-- Begin PROVIDED PASSAGE --
Although the state's brief appears to contest whether Weaver made an affirmative request, the trial court's factual findings, Pladsen's testimony, and the state's own arguments at trial indicate, at the very least, that the topic of using a wire was broached by Weaver.

Pladsen testified that he had specifically asked Weaver about the possibility of receiving a sentence modification. Weaver testified that Pladsen did not expressly mention what kind of benefit he was seeking.

The record contains conflicting indications regarding the impact of Weaver's statement. For example, Pladsen testified that, during this meeting, he had told Weaver that he "would try" to get more information from the defendant and that Weaver had not dissuaded him from doing so. Pladsen also testified that he continued his general "effort to obtain information from [the defendant]" after the meeting with Weaver. On another occasion, Pladsen testified: "I remember telling [Weaver that] I don't mind going back trying to get some more information in the meantime, and I remember him saying, well just let me run it by the ... state's attorney first and let's see [how] this wire pans out, and he never got back to me." Finally, Pladsen testified that his decision to ask the defendant to write a note was a "spur of the moment type of thing ...." In light of these discrepancies, we are unable to agree with the assertion of the concurring and dissenting justice that the record contains "[no] evidence that Pladsen ever informed Weaver that he intended to obtain information from the defendant." Pladsen's testimony on this point was simply inconsistent.

The Office of the State's Attorney subsequently advised Weaver to take no further action with respect to Pladsen. As a result, Weaver did not follow up with Pladsen as Weaver had promised. Over the months that followed, a corrections officer contacted Weaver on a few occasions to let him know that Pladsen wanted to speak again. On May 17, 2007, Weaver asked a corrections officer to inform Pladsen that "nothing ... had changed" and that Weaver would try to be in touch again soon.

In light of the messages both into and out of Northern, we respectfully disagree with the contention of the concurring and dissenting justice that "Weaver never communicated directly with Pladsen" in the months following their meeting at Northern.

Pladsen testified that he eventually told the defendant about the meeting with Weaver. Pladsen stated that the defendant had then made a plan for Pladsen to feed Weaver information about the case so that the state would call Pladsen as a witness. According to Pladsen, he was then supposed to lie on the stand and say that he had received that information from Weaver. Pladsen testified that he asked the defendant to write the information down and that the defendant had created a one page note as a result. On May 28, 2007, a few days before the state was scheduled to rest its case, Weaver received multiple telephone calls indicating that Pladsen wanted to get in touch again. Pladsen testified that Weaver called him the following day to ask what information Pladsen had. Pladsen then read Weaver the note over the telephone.

Pladsen also testified that the defendant became angry later that day about the fact that the note had been given to the prosecution. Pladsen testified that he had told the defendant that the note must have been discovered in the trash and that the defendant had then asked him to claim authorship.
-- End PROVIDED PASSAGE --
REQUIRED WORK |
1. According to the court opinion excerpt, on what date did Weaver ask a corrections officer to tell Pladsen that nothing had changed?
2. Decide whether each statement agrees with the court opinion excerpt. Answer yes or no, and quote the deciding words.
(a) Weaver testified that Pladsen expressly mentioned the kind of benefit he was seeking.
(b) The Office of the State's Attorney advised Weaver to take no further action with respect to Pladsen.
(c) Pladsen read the note to Weaver over the telephone.
3. Transcribe the court opinion excerpt word for word, from "The Office of" down to "meeting at Northern.".
-- Begin RECORDS --
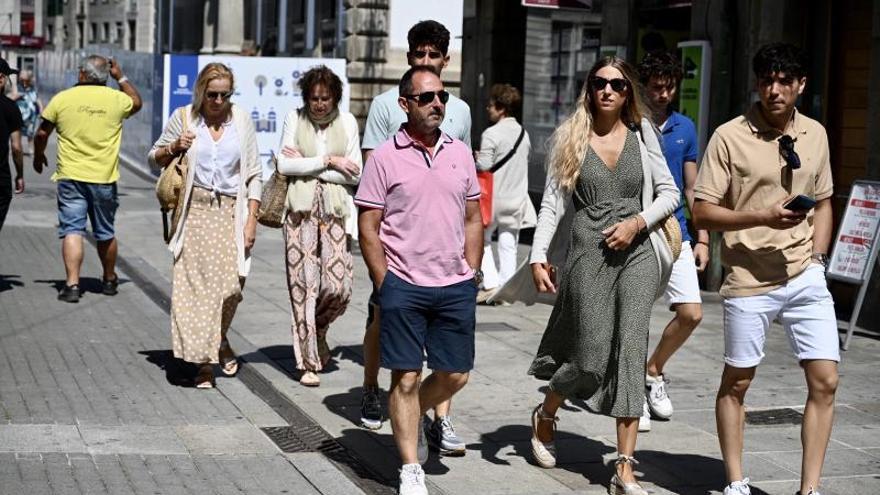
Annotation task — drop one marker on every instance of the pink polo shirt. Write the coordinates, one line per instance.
(423, 201)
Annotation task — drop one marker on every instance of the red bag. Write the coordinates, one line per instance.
(485, 180)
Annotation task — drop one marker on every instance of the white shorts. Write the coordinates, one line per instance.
(804, 308)
(683, 285)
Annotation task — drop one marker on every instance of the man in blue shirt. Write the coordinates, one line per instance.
(660, 74)
(428, 45)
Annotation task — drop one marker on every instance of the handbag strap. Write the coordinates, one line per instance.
(510, 154)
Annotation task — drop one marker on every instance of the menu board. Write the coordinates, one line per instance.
(855, 244)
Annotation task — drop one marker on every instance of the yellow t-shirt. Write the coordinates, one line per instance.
(88, 119)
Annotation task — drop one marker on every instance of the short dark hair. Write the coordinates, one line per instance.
(428, 33)
(661, 64)
(321, 75)
(779, 57)
(405, 87)
(505, 97)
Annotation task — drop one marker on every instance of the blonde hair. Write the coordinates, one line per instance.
(570, 141)
(210, 72)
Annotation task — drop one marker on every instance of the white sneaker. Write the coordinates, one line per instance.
(658, 400)
(645, 419)
(412, 480)
(738, 488)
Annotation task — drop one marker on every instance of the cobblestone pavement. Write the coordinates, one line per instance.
(125, 422)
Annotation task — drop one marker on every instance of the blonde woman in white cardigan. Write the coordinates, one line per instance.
(320, 152)
(607, 159)
(217, 226)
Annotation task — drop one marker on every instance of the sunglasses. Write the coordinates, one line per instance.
(213, 95)
(428, 97)
(786, 149)
(617, 84)
(422, 53)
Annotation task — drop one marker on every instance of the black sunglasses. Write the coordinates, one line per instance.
(617, 84)
(213, 95)
(431, 54)
(428, 97)
(786, 149)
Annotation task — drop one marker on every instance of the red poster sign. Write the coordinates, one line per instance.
(560, 4)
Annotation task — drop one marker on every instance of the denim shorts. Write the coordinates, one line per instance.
(437, 321)
(78, 200)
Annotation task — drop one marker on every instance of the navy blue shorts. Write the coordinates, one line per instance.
(437, 321)
(80, 200)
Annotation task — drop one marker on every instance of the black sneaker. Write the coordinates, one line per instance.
-- End RECORDS --
FINAL ANSWERS |
1. May 17, 2007.

2.
(a) No: "Weaver testified that Pladsen did not expressly mention what kind of benefit he was seeking."
(b) Yes: "The Office of the State's Attorney subsequently advised Weaver to take no further action with respect to Pladsen."
(c) Yes: "Pladsen then read Weaver the note over the telephone."

3.
The Office of the State's Attorney subsequently advised Weaver to take no further action with respect to Pladsen. As a result, Weaver did not follow up with Pladsen as Weaver had promised. Over the months that followed, a corrections officer contacted Weaver on a few occasions to let him know that Pladsen wanted to speak again. On May 17, 2007, Weaver asked a corrections officer to inform Pladsen that "nothing ... had changed" and that Weaver would try to be in touch again soon.

In light of the messages both into and out of Northern, we respectfully disagree with the contention of the concurring and dissenting justice that "Weaver never communicated directly with Pladsen" in the months following their meeting at Northern.